Point localization data:
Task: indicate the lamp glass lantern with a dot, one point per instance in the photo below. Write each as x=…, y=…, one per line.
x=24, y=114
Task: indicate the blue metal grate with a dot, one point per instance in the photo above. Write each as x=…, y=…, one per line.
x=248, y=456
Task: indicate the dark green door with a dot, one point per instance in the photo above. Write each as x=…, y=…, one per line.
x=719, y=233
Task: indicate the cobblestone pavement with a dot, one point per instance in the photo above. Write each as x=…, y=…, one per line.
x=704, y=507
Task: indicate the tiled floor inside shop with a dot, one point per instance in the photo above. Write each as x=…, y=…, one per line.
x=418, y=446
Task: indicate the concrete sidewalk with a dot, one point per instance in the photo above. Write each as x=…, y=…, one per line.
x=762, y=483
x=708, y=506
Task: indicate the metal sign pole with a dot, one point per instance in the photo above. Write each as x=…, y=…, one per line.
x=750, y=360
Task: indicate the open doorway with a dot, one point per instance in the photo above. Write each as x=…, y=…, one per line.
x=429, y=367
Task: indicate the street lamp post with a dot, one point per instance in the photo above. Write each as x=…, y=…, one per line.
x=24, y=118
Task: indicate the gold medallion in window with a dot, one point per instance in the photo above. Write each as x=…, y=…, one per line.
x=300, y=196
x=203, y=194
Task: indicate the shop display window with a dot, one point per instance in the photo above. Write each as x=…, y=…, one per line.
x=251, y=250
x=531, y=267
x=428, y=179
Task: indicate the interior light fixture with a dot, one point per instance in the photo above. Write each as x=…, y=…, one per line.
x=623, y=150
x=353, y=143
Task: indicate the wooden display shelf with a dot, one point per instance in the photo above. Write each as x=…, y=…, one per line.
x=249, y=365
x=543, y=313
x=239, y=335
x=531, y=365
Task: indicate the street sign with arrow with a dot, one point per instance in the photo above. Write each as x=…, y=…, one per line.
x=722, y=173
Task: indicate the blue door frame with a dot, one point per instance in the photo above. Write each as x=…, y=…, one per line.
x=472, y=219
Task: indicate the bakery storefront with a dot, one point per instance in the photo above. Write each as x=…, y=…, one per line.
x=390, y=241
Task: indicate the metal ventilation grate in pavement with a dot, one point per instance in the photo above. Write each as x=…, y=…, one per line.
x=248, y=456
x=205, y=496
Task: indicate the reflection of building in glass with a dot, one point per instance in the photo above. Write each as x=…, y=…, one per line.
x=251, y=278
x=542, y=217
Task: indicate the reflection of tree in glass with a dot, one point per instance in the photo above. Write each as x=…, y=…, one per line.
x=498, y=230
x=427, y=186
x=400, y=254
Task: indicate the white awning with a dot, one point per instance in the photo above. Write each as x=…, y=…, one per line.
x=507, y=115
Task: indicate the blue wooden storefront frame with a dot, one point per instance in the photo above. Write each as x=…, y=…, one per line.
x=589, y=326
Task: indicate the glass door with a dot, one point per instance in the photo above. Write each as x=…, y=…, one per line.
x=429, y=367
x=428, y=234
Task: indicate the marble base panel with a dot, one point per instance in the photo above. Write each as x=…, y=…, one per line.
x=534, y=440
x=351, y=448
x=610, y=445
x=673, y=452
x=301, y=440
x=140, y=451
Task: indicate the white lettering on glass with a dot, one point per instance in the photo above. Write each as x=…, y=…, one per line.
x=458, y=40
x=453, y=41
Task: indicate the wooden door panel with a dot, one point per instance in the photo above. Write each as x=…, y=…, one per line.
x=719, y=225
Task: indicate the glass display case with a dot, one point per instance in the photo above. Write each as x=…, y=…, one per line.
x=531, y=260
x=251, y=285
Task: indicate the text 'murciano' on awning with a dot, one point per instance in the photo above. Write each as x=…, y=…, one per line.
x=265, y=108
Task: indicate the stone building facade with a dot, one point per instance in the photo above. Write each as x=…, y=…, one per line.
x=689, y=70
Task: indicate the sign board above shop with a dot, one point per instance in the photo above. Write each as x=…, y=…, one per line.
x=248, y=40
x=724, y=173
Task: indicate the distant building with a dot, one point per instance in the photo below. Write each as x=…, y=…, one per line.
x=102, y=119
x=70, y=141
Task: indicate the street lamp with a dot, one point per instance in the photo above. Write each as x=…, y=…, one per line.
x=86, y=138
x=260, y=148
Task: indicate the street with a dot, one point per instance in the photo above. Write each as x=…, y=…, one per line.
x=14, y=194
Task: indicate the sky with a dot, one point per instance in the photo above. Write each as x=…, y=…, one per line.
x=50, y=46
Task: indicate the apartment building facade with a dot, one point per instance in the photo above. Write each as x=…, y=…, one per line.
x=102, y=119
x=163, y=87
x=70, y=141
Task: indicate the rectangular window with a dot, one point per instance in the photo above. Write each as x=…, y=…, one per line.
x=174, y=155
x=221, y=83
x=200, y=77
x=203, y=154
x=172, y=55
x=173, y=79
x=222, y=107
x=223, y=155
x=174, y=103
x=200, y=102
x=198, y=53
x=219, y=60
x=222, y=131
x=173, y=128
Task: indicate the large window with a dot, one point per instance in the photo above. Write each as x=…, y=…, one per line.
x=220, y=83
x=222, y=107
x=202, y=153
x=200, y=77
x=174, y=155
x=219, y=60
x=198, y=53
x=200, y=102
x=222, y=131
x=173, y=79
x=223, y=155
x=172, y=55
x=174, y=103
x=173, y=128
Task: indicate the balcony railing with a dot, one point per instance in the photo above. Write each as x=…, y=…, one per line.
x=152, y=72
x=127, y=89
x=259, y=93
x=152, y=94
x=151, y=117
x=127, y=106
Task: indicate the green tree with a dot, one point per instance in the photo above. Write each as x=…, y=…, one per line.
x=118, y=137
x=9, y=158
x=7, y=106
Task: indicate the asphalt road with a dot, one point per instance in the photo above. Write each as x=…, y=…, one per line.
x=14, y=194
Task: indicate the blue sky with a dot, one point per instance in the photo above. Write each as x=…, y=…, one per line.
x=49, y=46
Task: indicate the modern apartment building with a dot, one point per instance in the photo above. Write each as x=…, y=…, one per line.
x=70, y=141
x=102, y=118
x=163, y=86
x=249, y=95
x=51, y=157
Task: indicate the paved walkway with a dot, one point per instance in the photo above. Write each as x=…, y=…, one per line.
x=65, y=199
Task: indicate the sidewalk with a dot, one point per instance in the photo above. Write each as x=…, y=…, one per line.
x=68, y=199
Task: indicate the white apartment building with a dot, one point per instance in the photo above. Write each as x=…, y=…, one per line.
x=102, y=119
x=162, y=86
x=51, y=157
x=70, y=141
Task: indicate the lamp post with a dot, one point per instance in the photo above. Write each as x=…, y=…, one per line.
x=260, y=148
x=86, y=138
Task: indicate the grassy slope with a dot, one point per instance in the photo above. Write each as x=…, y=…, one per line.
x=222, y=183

WHAT YOU SHOULD DO:
After reading the records above, transcribe them verbatim.

EXERCISE ANSWER:
Task: indicate the lamp glass lantern with a dot, one point per instance in the photo below. Write each as x=…, y=…, one per line.
x=24, y=114
Task: indicate the blue metal grate with a dot, one point per instance in the photo above. Write each as x=…, y=…, one per line.
x=248, y=456
Task: indicate the dark green door with a dot, one point per instance in the photo above. Write each as x=…, y=…, one per line.
x=719, y=233
Task: indicate the cobblestone pavement with a dot, one point per instance in the photo above. Write each as x=…, y=…, one per line.
x=704, y=507
Task: indicate the tiled floor inside shop with a dot, one point per instance in the photo above. Write each as x=…, y=…, one per line.
x=418, y=446
Task: indicate the concrete sidewalk with a dot, one point per instance in the photo above. Write each as x=…, y=…, one per line.
x=762, y=483
x=708, y=506
Task: indicate the metal sign pole with a dot, one point per instance in the photo above. Write each as x=…, y=…, one per line.
x=750, y=360
Task: indicate the open doorway with a dot, one point per instance in the photo above. Write each as x=…, y=…, one per line.
x=429, y=367
Task: indicate the street lamp post with a dot, one point per instance in the photo above. Write each as x=…, y=…, one per line.
x=24, y=118
Task: indicate the gold medallion in window with a dot, one point per instance in the photo above. Write each as x=…, y=…, one per line.
x=300, y=196
x=203, y=194
Task: indicate the shop display window with a dot, one point per instance in the photo above. Write each as x=…, y=…, one per line.
x=251, y=250
x=531, y=267
x=428, y=179
Task: indicate the interior light fixture with a dot, one point per instance in the photo above. Write each as x=…, y=…, one per line.
x=623, y=150
x=353, y=143
Task: indicate the wooden display shelf with a dot, one point per instance in the photo above. Write each as x=…, y=…, one per line.
x=249, y=365
x=543, y=313
x=239, y=335
x=531, y=365
Task: indicate the street sign with arrow with a dot, one point per instance in the photo above. Write each as x=…, y=…, one per line.
x=722, y=173
Task: indicate the blue door frame with a dot, one point per instance in the photo above. Write each as x=…, y=…, one per line.
x=472, y=219
Task: indicate the bakery storefront with a dot, one point per instance in the photo above. Write each as x=…, y=…, one per line.
x=390, y=241
Task: indicate the metal ventilation grate in pavement with a dot, one point per instance in the photo above. Write each as x=…, y=…, one per line.
x=248, y=456
x=205, y=496
Task: indicate the reflection of building in glass with a dot, one point per instance in the photo above. Write each as x=…, y=…, one per line.
x=251, y=278
x=542, y=217
Task: indicate the reflection of tree in glass with a dot, one point per instance in the photo above. Write each as x=…, y=…, one per line.
x=498, y=230
x=427, y=186
x=400, y=254
Task: indicate the white awning with a dot, one point per instance in the photo above. Write each as x=…, y=…, one per line.
x=507, y=115
Task: indicate the blue wooden storefront frame with a dot, one point per instance in the photo above. Write each as x=…, y=…, one per line.
x=589, y=326
Task: indicate the glass door with a dot, one point per instance in the photo above. Write each as x=…, y=…, one per line.
x=429, y=367
x=428, y=234
Task: indicate the marble base panel with a dot, one point per instance in the photo above. Write each as x=…, y=…, one per line.
x=534, y=440
x=351, y=448
x=610, y=445
x=673, y=452
x=301, y=440
x=140, y=451
Task: indicate the white lettering on glass with a dot, one point per instance in the photo above. Write each as x=…, y=…, one per line.
x=458, y=40
x=453, y=41
Task: indicate the wooden door panel with a dot, one point per instance in the photo above. Write each as x=…, y=…, one per line.
x=719, y=225
Task: indicate the glass display case with a dot, one point per instance in the photo above. Write each as x=…, y=…, one per line.
x=531, y=260
x=251, y=285
Task: indicate the text 'murciano' on awning with a dot, one point per instance in the photo above. Write each as x=…, y=…, one per line.
x=265, y=108
Task: indicate the stone building facade with a dot, one point per instance in the photo above. Write each as x=…, y=…, one per line.
x=689, y=70
Task: indicate the sign board above shop with a dot, one point per instance in the photo above. Write each as x=…, y=…, one per line.
x=248, y=40
x=724, y=173
Task: indicate the distant building with a dot, one point per instance in the photo below. Write each as x=…, y=…, one per line.
x=102, y=119
x=70, y=141
Task: indicate the street lamp with a dot, one point per instance in the photo above. Write each as x=…, y=…, one per line.
x=86, y=138
x=260, y=148
Task: indicate the street with a dot, one point per instance in the photo above. Write each as x=…, y=…, one per line.
x=14, y=194
Task: indicate the sky with a dot, one point per instance in the photo above. Write each as x=…, y=…, one per line.
x=50, y=46
Task: indicate the apartment building facade with a dot, one point per instance in the photo above. Write each as x=…, y=…, one per line.
x=102, y=119
x=163, y=87
x=70, y=141
Task: indicate the rectangular window with a dot, one point per instance in the photo above. Write each as x=…, y=…, one per line.
x=174, y=155
x=221, y=83
x=200, y=77
x=203, y=154
x=172, y=55
x=173, y=79
x=222, y=107
x=223, y=155
x=174, y=103
x=200, y=102
x=198, y=53
x=219, y=60
x=222, y=131
x=173, y=128
Task: indicate the large window with a dot, one point per instance in the photo above. Write each as x=…, y=…, one per line.
x=220, y=83
x=222, y=107
x=202, y=153
x=200, y=77
x=174, y=155
x=219, y=60
x=198, y=53
x=200, y=102
x=222, y=131
x=173, y=79
x=223, y=155
x=172, y=55
x=174, y=103
x=173, y=128
Task: indicate the balcony railing with a dot, one point per instance in the photo above. Write each as x=…, y=…, one per line.
x=152, y=72
x=127, y=89
x=259, y=93
x=152, y=94
x=151, y=117
x=127, y=106
Task: indicate the green tree with a dot, one point per instance in the photo above. Write each as x=…, y=…, one per line.
x=118, y=137
x=9, y=158
x=7, y=106
Task: indicate the asphalt road with a dot, one point per instance in the photo above. Write each as x=…, y=…, one per line.
x=14, y=194
Task: indicate the blue sky with a dot, one point per instance in the photo above. Write each as x=…, y=…, one per line.
x=49, y=46
Task: indicate the modern apartment building with a dot, one point per instance in the photo above. Write each as x=…, y=…, one per line.
x=70, y=141
x=102, y=118
x=163, y=86
x=249, y=95
x=51, y=157
Task: indicate the paved walkway with a dot, one point per instance in the photo above. Write each as x=…, y=…, one per line.
x=65, y=199
Task: indicate the sidewalk with a dot, one point per instance in the photo above. Write each as x=…, y=…, one per line.
x=68, y=199
Task: indicate the white apartment building with a dot, one point per instance in the photo above. Write each as x=…, y=…, one per line.
x=102, y=119
x=162, y=86
x=51, y=157
x=70, y=141
Task: indicate the lamp post with a dot, one point per instance in the photo above. Write each as x=…, y=…, one per line.
x=260, y=148
x=86, y=138
Task: indicate the grassy slope with a dot, one point per instance in the photo above. Write each as x=…, y=…, one per line.
x=222, y=183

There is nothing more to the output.